We had a nice quiet Saturday ahead of Sunday's planned get-together with Matt. It did occur to me that the proposed two-week shoot idea had obviously been totally abandoned, and the only thing stopping the project from turning into a lifestyle for everyone involved was the fact that Matt and Erica's lease on the house ran out in a fortnight.

When I turned up at the house I found Matt and Darren sitting around
vegetating. It was about 4pm and the proposed agenda consisted of food,
drink, herbal reinvigoration and a few vids, plus as much discussion of the way things were going as we we could bear to indulge in. Before we could get on with this, however, Graeme and Chris rolled up on an unexpected visit. They, at least, seemed happy with things, so much so that they launched into one of their regular re-enactments of Fawlty Towers, with Graeme as Basil and Chris as Major Gowen. This was wearing a bit thin for me as I'd already heard it about eight times, but then again Joe and I did a similar party piece where we performed the entire opening scene of Reservoir Dogs, playing all the parts between us, so I suppose I shouldn't really grumble.

Matt treated us all to some more of his unique chiaroscuro-style cooking but made up for it by plying us all heavily with drinks immediately afterwards. Things devolved into a cheerful fug and the TV went on (by odd coincidence, Fawlty Towers was actually showing again that night). Then Chris and Graeme cleared off leaving Matt, Darren and I to plough on into the evening.

We relocated to the upstairs front bedroom - not, I hasten to add,
because there was any funny business on the cards, but because it was less cluttered, had a bigger TV, and didn't smell so funny. It was empty bar the TV and a mattress and the windows were not even curtained.

◆ **Recorded information**:
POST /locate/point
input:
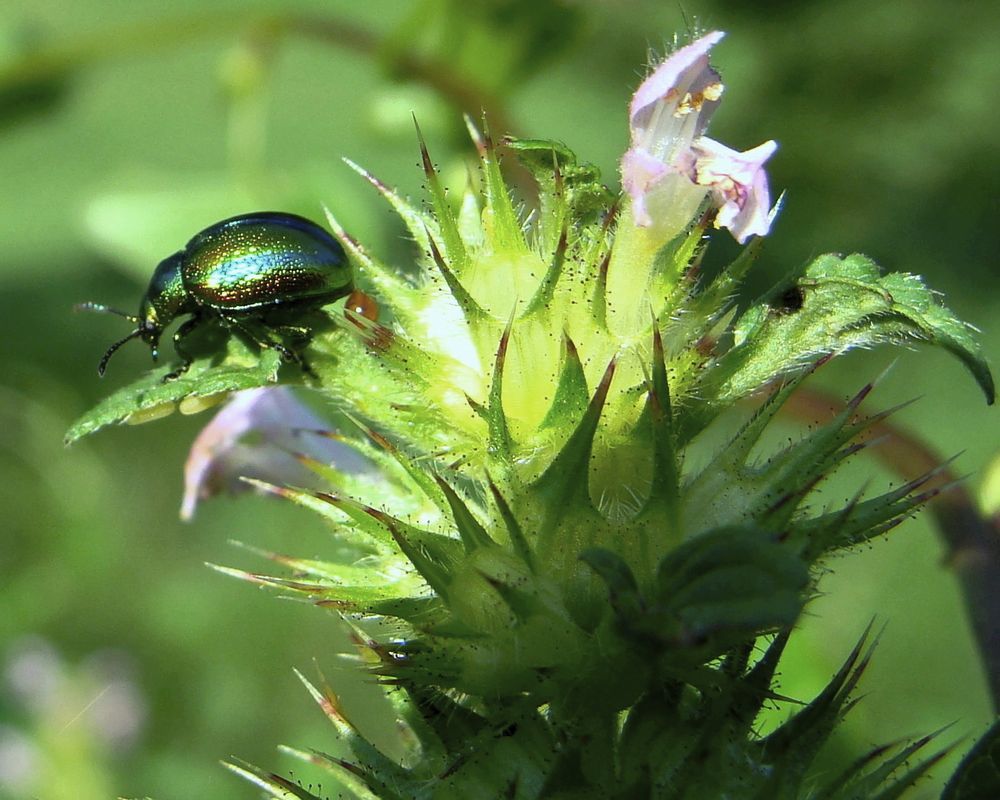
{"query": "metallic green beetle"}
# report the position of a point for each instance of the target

◆ **Exercise requirements**:
(1) Quote the passage from the account of the evening at the house, beginning at the words "Matt treated us" and stopping after "into the evening.".
(2) For each statement, answer yes or no to whether the account of the evening at the house agrees with it, and quote the deciding words: (a) Graeme and Chris's visit was expected. (b) The upstairs front bedroom had a bigger TV. (c) Fawlty Towers was on TV that night.

◆ **Task-by-task answers**:
(1)
Matt treated us all to some more of his unique chiaroscuro-style cooking but made up for it by plying us all heavily with drinks immediately afterwards. Things devolved into a cheerful fug and the TV went on (by odd coincidence, Fawlty Towers was actually showing again that night). Then Chris and Graeme cleared off leaving Matt, Darren and I to plough on into the evening.

(2)
(a) No: "Graeme and Chris rolled up on an unexpected visit."
(b) Yes: "it was less cluttered, had a bigger TV, and didn't smell so funny."
(c) Yes: "by odd coincidence, Fawlty Towers was actually showing again that night"